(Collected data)
BEGIN

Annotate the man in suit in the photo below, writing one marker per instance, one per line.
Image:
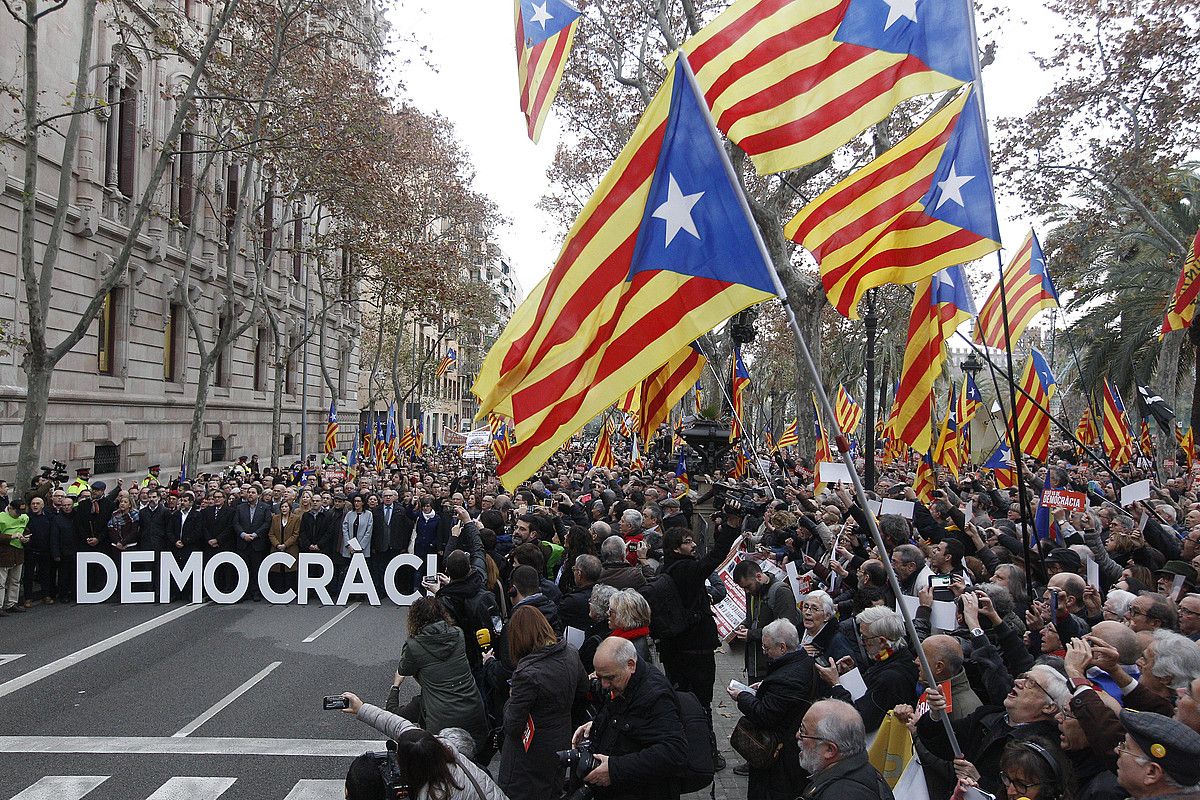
(216, 531)
(252, 522)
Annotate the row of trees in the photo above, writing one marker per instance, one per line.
(1101, 161)
(280, 146)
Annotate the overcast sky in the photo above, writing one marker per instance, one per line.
(475, 86)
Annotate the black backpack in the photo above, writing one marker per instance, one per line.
(699, 767)
(669, 617)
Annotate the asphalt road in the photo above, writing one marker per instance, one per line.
(141, 698)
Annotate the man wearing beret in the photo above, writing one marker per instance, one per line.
(1159, 758)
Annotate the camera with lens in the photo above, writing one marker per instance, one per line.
(579, 762)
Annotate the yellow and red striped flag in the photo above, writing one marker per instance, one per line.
(790, 437)
(1086, 428)
(922, 206)
(847, 413)
(659, 391)
(1031, 422)
(1117, 441)
(603, 453)
(545, 34)
(660, 254)
(1027, 290)
(738, 384)
(940, 305)
(792, 80)
(1182, 305)
(1186, 443)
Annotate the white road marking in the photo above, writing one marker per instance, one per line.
(61, 787)
(35, 675)
(189, 746)
(192, 788)
(311, 789)
(331, 623)
(226, 701)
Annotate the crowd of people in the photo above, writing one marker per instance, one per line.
(570, 630)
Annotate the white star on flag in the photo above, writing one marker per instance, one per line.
(898, 8)
(952, 188)
(540, 14)
(677, 211)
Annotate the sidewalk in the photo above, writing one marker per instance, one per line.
(725, 716)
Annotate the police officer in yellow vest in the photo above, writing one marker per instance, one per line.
(151, 476)
(81, 483)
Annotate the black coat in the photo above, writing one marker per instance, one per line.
(852, 779)
(641, 732)
(545, 686)
(779, 705)
(690, 576)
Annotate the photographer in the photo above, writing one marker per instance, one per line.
(429, 767)
(637, 737)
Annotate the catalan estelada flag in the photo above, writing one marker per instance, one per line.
(660, 390)
(603, 453)
(1003, 467)
(847, 413)
(1117, 441)
(545, 34)
(331, 429)
(1182, 305)
(927, 479)
(791, 435)
(660, 254)
(940, 305)
(924, 205)
(1027, 290)
(1032, 425)
(738, 384)
(792, 80)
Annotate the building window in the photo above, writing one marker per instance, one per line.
(171, 336)
(106, 335)
(107, 459)
(181, 179)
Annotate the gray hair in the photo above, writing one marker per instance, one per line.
(601, 594)
(630, 609)
(781, 631)
(612, 548)
(841, 725)
(1055, 684)
(1176, 659)
(883, 621)
(821, 596)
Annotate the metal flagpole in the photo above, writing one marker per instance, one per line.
(822, 396)
(745, 431)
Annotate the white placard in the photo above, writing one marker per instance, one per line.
(853, 683)
(833, 471)
(942, 619)
(1134, 492)
(1093, 573)
(903, 507)
(575, 637)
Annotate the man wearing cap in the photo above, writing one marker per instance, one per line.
(79, 486)
(1175, 579)
(1159, 758)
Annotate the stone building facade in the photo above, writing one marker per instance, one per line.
(124, 397)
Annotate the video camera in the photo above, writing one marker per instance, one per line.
(579, 762)
(57, 473)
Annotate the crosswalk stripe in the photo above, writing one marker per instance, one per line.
(61, 787)
(192, 788)
(310, 789)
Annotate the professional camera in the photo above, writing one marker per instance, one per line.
(57, 471)
(579, 763)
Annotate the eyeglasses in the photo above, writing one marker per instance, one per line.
(1020, 786)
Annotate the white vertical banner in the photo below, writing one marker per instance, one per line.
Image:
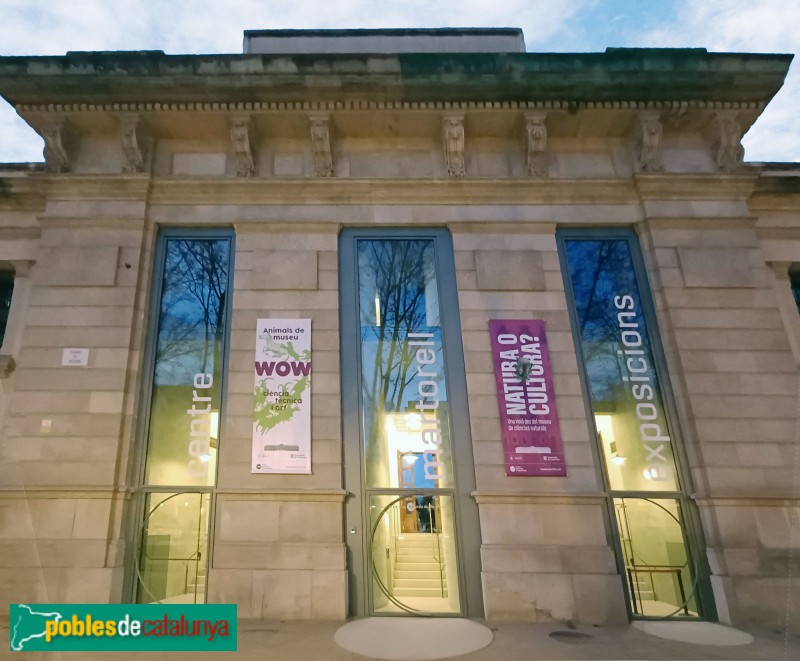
(282, 397)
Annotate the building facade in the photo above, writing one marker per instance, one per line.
(400, 189)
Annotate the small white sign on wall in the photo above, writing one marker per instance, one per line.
(75, 357)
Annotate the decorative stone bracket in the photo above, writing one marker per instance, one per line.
(243, 140)
(453, 139)
(726, 141)
(538, 160)
(137, 143)
(647, 140)
(60, 141)
(321, 144)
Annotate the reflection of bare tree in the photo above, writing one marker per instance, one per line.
(598, 268)
(395, 277)
(192, 302)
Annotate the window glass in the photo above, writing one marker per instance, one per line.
(6, 291)
(173, 553)
(659, 571)
(404, 396)
(794, 280)
(624, 387)
(184, 415)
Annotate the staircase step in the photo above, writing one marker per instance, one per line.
(417, 559)
(417, 573)
(419, 583)
(416, 566)
(418, 592)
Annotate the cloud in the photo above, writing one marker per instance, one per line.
(766, 26)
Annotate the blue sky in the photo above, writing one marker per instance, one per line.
(52, 27)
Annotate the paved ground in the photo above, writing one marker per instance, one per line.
(313, 641)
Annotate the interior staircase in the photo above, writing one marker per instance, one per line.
(417, 571)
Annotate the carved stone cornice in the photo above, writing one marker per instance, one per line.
(329, 192)
(137, 143)
(453, 141)
(647, 142)
(243, 140)
(726, 141)
(538, 161)
(366, 104)
(321, 144)
(60, 140)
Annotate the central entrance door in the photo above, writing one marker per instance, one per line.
(411, 526)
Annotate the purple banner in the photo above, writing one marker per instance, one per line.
(528, 417)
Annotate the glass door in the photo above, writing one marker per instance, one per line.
(405, 543)
(638, 440)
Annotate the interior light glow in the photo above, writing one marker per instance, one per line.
(413, 421)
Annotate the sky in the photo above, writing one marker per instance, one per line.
(53, 27)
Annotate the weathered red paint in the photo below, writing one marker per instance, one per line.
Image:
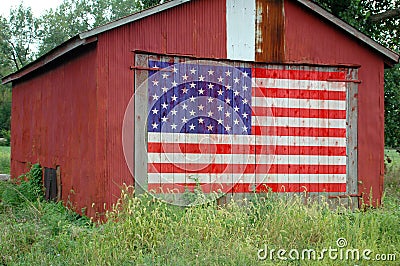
(53, 117)
(310, 39)
(70, 112)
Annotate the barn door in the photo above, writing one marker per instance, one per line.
(234, 129)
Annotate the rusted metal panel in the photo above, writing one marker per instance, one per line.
(270, 26)
(316, 46)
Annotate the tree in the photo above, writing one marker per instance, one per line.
(17, 41)
(381, 21)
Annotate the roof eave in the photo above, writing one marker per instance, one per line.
(57, 52)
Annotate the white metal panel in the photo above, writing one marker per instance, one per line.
(241, 29)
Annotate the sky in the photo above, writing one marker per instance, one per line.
(38, 6)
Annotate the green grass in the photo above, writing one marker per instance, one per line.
(145, 231)
(5, 152)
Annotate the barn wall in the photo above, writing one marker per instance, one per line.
(52, 121)
(311, 40)
(197, 28)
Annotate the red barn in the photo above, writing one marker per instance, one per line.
(293, 102)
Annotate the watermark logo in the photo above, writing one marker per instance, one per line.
(339, 252)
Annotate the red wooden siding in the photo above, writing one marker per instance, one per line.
(309, 39)
(197, 29)
(53, 119)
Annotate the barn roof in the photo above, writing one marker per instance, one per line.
(90, 36)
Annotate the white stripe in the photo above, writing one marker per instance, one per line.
(206, 159)
(245, 139)
(298, 122)
(299, 84)
(298, 103)
(157, 178)
(240, 29)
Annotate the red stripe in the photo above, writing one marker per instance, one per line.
(244, 149)
(298, 94)
(247, 187)
(295, 74)
(245, 168)
(298, 112)
(298, 131)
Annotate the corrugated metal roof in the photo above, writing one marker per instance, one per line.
(81, 39)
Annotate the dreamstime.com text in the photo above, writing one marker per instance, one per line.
(338, 252)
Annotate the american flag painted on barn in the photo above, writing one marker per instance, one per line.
(245, 128)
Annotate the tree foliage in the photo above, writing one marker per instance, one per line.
(381, 21)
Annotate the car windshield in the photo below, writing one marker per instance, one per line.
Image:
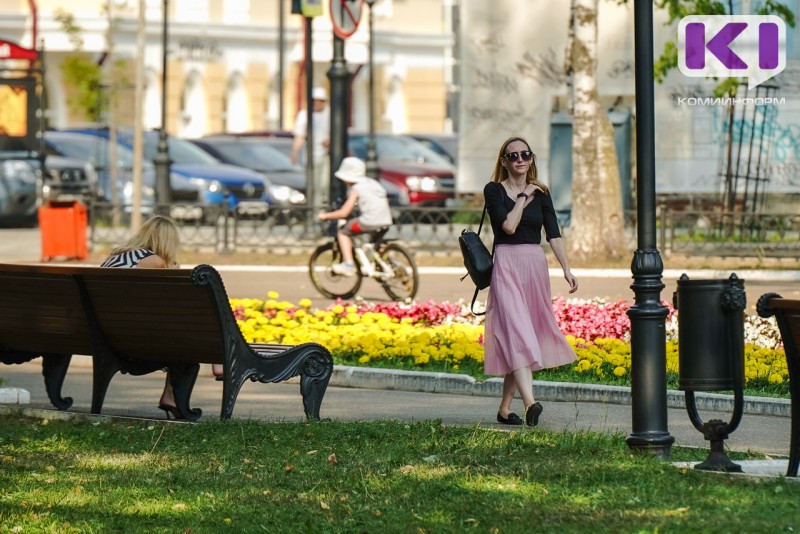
(180, 150)
(254, 155)
(396, 148)
(90, 148)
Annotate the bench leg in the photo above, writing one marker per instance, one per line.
(794, 441)
(314, 378)
(54, 370)
(103, 370)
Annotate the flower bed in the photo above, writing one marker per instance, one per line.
(447, 337)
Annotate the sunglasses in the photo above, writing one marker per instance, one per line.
(526, 155)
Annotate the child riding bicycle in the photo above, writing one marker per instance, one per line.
(375, 214)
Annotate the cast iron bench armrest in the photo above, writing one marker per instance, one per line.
(787, 314)
(138, 321)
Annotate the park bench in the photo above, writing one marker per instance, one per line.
(787, 314)
(137, 321)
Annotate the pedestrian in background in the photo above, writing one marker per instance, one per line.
(321, 136)
(521, 331)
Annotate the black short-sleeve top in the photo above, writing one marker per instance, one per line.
(537, 214)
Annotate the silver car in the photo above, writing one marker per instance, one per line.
(19, 189)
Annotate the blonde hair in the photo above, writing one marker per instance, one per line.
(158, 234)
(500, 173)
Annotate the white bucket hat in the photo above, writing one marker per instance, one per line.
(319, 93)
(352, 170)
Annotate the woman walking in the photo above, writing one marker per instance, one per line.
(521, 331)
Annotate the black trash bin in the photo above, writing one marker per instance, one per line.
(711, 355)
(710, 333)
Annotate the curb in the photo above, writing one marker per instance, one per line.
(455, 384)
(14, 396)
(428, 382)
(766, 275)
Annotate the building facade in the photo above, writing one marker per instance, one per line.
(238, 65)
(485, 70)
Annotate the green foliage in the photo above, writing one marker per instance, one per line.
(380, 476)
(80, 72)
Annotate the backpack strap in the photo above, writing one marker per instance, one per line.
(475, 295)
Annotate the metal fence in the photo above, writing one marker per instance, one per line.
(435, 230)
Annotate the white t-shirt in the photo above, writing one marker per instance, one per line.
(321, 129)
(373, 203)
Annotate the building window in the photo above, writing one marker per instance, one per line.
(191, 10)
(237, 114)
(236, 12)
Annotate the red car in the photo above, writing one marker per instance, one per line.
(425, 177)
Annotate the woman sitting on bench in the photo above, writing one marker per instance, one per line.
(154, 246)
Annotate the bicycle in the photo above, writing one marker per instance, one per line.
(375, 257)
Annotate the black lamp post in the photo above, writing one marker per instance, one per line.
(372, 152)
(647, 315)
(162, 161)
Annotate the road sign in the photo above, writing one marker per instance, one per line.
(345, 15)
(307, 8)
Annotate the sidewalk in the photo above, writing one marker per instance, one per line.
(360, 394)
(372, 394)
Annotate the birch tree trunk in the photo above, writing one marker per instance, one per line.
(597, 223)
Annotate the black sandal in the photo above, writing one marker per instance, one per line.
(532, 413)
(512, 419)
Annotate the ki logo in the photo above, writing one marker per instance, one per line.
(722, 46)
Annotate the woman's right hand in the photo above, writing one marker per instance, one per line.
(531, 189)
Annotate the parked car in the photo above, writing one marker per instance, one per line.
(446, 145)
(271, 155)
(418, 176)
(288, 180)
(95, 151)
(425, 177)
(199, 179)
(30, 178)
(19, 190)
(61, 178)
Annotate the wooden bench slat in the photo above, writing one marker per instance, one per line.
(141, 320)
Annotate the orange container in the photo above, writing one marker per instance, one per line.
(63, 228)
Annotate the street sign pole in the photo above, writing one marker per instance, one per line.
(339, 77)
(345, 15)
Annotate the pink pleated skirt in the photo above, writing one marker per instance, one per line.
(520, 328)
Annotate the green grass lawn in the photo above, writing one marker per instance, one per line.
(250, 476)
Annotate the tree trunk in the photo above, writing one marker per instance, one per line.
(597, 221)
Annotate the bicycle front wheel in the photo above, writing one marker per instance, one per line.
(326, 281)
(405, 280)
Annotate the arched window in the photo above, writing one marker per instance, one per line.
(152, 101)
(237, 112)
(193, 109)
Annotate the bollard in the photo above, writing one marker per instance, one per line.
(711, 355)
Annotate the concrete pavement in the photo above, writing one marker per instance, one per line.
(369, 394)
(358, 394)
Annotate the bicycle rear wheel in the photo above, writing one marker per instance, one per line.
(327, 282)
(403, 285)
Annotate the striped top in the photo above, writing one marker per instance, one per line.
(127, 259)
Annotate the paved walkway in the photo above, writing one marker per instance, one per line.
(358, 394)
(398, 395)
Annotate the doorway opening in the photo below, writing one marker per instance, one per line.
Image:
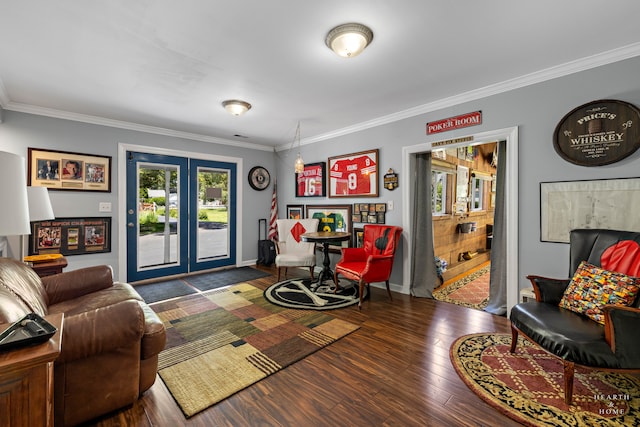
(463, 204)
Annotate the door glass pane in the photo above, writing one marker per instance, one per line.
(158, 214)
(213, 214)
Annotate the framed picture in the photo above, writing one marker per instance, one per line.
(311, 182)
(358, 237)
(60, 170)
(295, 211)
(332, 217)
(70, 236)
(603, 203)
(354, 175)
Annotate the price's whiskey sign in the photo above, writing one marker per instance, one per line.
(598, 133)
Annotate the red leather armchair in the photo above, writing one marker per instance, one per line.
(373, 261)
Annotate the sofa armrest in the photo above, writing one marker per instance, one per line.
(621, 325)
(101, 330)
(73, 284)
(547, 289)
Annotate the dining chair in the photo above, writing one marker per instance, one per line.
(291, 250)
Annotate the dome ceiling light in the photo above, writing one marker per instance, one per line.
(349, 40)
(236, 107)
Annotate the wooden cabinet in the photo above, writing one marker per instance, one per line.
(49, 268)
(26, 381)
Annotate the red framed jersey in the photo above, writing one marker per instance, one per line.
(353, 176)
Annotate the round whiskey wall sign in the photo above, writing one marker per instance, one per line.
(598, 133)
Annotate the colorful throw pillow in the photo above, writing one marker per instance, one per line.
(593, 287)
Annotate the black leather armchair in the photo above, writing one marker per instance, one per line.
(574, 338)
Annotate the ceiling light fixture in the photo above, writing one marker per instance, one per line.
(349, 40)
(236, 107)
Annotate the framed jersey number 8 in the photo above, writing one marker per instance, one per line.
(354, 175)
(311, 182)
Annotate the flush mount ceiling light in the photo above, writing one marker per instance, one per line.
(349, 40)
(236, 107)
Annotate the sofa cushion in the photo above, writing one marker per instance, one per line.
(593, 287)
(22, 283)
(564, 333)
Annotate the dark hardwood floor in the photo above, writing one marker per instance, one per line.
(393, 371)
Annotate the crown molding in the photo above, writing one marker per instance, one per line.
(582, 64)
(101, 121)
(572, 67)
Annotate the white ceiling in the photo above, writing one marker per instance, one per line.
(165, 66)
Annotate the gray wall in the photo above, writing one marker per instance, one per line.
(535, 110)
(21, 131)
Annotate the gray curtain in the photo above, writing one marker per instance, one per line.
(498, 282)
(423, 265)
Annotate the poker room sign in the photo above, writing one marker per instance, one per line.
(598, 133)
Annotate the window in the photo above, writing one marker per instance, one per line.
(438, 193)
(477, 187)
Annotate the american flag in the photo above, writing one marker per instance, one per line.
(273, 228)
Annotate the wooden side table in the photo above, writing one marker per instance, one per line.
(26, 380)
(49, 268)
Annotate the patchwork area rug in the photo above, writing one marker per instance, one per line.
(528, 386)
(471, 291)
(297, 293)
(225, 340)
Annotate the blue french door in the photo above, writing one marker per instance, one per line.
(213, 226)
(181, 215)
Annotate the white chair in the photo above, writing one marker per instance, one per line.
(292, 251)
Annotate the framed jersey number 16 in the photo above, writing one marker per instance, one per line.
(311, 182)
(354, 175)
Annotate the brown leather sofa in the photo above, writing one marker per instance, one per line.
(110, 341)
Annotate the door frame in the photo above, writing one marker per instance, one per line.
(510, 135)
(122, 195)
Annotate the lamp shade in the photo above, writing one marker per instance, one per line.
(39, 204)
(349, 40)
(14, 219)
(236, 107)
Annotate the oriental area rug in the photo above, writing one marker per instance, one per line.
(528, 385)
(224, 340)
(471, 291)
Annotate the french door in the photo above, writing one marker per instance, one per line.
(181, 215)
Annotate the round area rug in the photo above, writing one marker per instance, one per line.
(297, 293)
(527, 386)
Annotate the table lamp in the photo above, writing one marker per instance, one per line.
(14, 219)
(39, 205)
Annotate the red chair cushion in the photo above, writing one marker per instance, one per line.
(297, 230)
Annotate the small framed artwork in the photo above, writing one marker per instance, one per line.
(311, 182)
(358, 237)
(295, 211)
(332, 217)
(60, 170)
(70, 236)
(354, 175)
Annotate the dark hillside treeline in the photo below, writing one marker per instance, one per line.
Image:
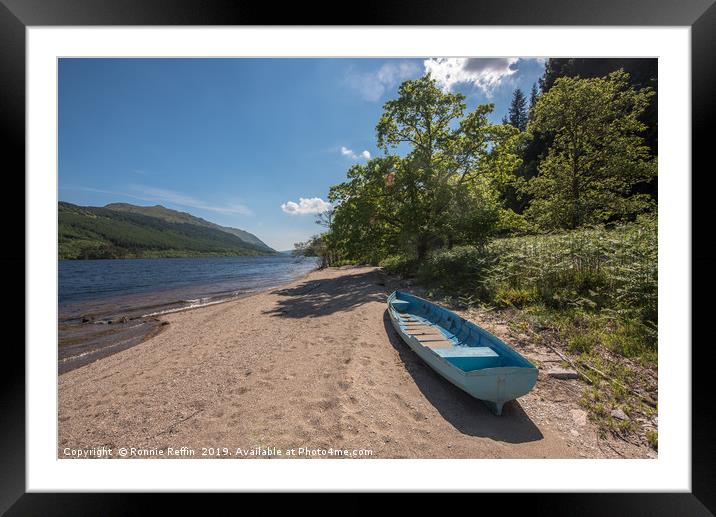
(549, 217)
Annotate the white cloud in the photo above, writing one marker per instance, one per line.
(484, 73)
(353, 155)
(177, 198)
(314, 205)
(373, 85)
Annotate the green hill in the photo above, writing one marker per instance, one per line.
(174, 216)
(128, 231)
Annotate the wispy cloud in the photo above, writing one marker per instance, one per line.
(314, 205)
(160, 195)
(353, 155)
(484, 73)
(373, 85)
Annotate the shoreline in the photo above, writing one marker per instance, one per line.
(314, 363)
(125, 331)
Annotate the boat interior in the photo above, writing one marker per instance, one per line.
(462, 343)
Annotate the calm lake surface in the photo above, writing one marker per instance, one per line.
(106, 306)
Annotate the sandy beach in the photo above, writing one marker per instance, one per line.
(317, 365)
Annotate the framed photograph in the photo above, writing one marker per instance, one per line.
(442, 249)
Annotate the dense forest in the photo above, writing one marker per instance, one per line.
(551, 212)
(127, 231)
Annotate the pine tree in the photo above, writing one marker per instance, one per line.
(533, 96)
(517, 115)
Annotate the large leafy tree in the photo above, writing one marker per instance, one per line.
(433, 186)
(597, 156)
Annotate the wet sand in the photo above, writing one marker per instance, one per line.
(314, 364)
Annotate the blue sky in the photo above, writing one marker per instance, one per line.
(240, 142)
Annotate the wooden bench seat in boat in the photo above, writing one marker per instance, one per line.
(470, 357)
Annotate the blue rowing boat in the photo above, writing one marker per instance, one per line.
(465, 354)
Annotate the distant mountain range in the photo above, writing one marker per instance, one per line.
(121, 230)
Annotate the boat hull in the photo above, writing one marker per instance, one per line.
(506, 378)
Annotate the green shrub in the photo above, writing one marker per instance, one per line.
(459, 269)
(402, 265)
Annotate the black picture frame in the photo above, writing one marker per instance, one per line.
(700, 15)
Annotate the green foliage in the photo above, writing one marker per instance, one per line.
(441, 193)
(592, 269)
(517, 114)
(99, 233)
(317, 246)
(597, 156)
(402, 265)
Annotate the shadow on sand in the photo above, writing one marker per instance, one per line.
(467, 414)
(326, 296)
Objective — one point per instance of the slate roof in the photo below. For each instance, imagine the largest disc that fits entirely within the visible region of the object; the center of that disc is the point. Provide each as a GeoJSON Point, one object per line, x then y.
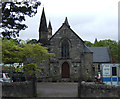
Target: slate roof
{"type": "Point", "coordinates": [100, 54]}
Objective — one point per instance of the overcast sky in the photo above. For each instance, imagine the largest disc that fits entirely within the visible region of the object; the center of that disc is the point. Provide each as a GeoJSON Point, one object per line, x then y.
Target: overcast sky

END

Work request >> The lines in the entries above that carry the word "within" must be copied.

Solution for this task >>
Objective — one point per instance of the slate roof in the photo below. For each instance, imagine the largest disc that fits entirely within the visible region of the object; the center of that disc is the point. Provide each as a GeoJSON Point, one object per line, x then y.
Objective — one point per instance of the overcast sky in the photo above. For each instance, imagine the largest disc that fits entirely within the visible region of the object; the center of that disc is the point. Provide each as a GeoJSON Point, one object per line, x then y.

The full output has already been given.